*Document section:*

=====

President Bush’s speech was well received. He said things that we all apparently wanted to hear. That was then, when suffering was raw and the sense that many innocent people had been victimized was widely shared. That was then, when many Americans were acknowledging the possibility that race — perhaps racism — played a causal force in that victimization. That was then, when President Bush’s vulnerabilities were just becoming significant.
This is now. Today, most of the devastation remains, but its cognitive and affective significance is much reduced. Our limited attention is focused elsewhere. The size of the challenge has only come to seem greater with time, perhaps leaving us even less willing to look at it closely. The possibility that “race” matters in this country has slipped back into comfortable (for many) realm of unspeakable taboo. And President Bush’s problems have only been amplified. With that, our attention, our sympathy, our resources, and our commitments have all, like Katrina’s waters themselves, largely evaporated.

=====

*Available data:*
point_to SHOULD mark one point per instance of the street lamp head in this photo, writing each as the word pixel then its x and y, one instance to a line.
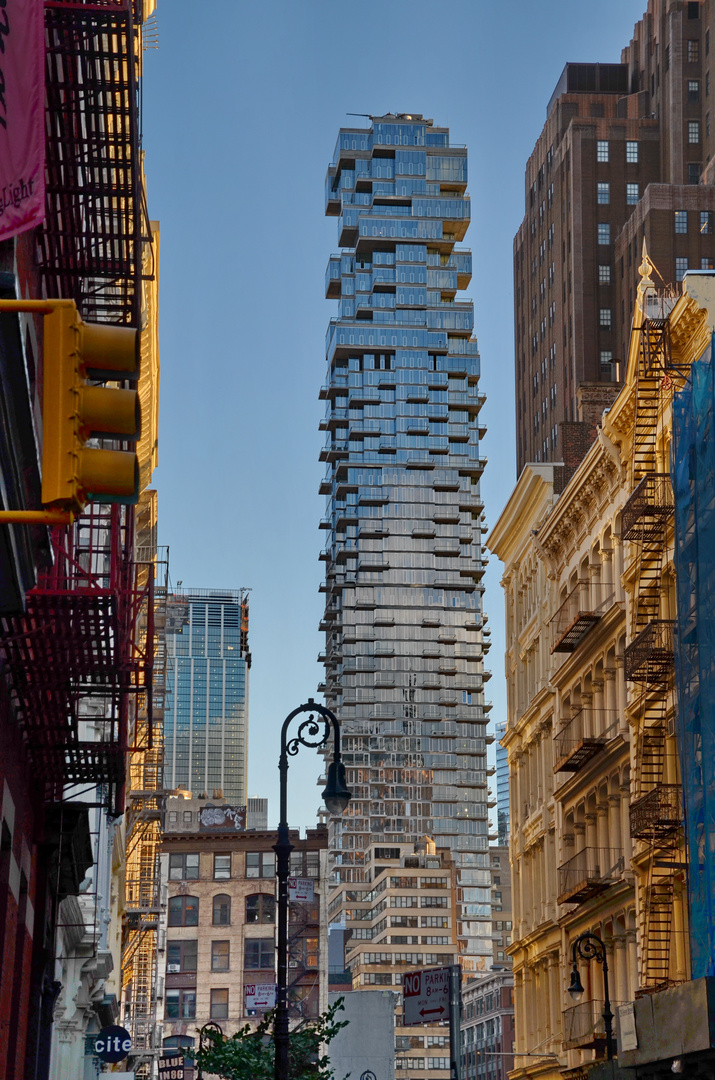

=====

*Goal of the exercise:* Pick up the passage on public attention after Katrina and carry it forward from its final sentence. The data above are not needed for this exercise.

*Answer for the task:*
So what has happened and what is now happening in New Orleans since the Katrina story lost its legs? That is the question that the Kaiser Family Foundation hoped to begin to answer in their recent study and report, Giving Voice to the People of New Orleans. According to the Report,
One year after Hurricane Katrina . . . , the Kaiser Family Foundation sent a team to the New Orleans area to conduct a comprehensive in-person survey. The aim of the project: to offer residents and the reconstruction effort a window into the changing shape and changing needs of the area’s population, and to give people a channel to express their views of the rebuilding process as it moves forward. Another critical purpose of this and all of Kaiser’s work in New Orleans is to help keep the facts about the challenges still present in the city and the surrounding region before the nation.
The 101-page report is too long and detailed to summarize well here. Instead, we have pasted below several of the Report’s more telling tables.
From such findings, the study’s authors concluded that
the survey points to the immense, immediate needs of the area’s population, particularly African Americans living in the city and particularly in the area of access to quality health care. As city and regional planners look to the best ways to provide for long-term success in the area of service delivery, it is worth highlighting the fact that many needs are pressing in the nearer term as well.
“This is a compassionate nation. It’s got a lot of resources at its disposal. And we’re going to help those people.” “We have a duty to confront this poverty with bold action. So let us restore all that we have cherished from yesterday, and let us rise above the legacy of inequality.” (To review the entire Kaiser Family Foundation Report, click here.)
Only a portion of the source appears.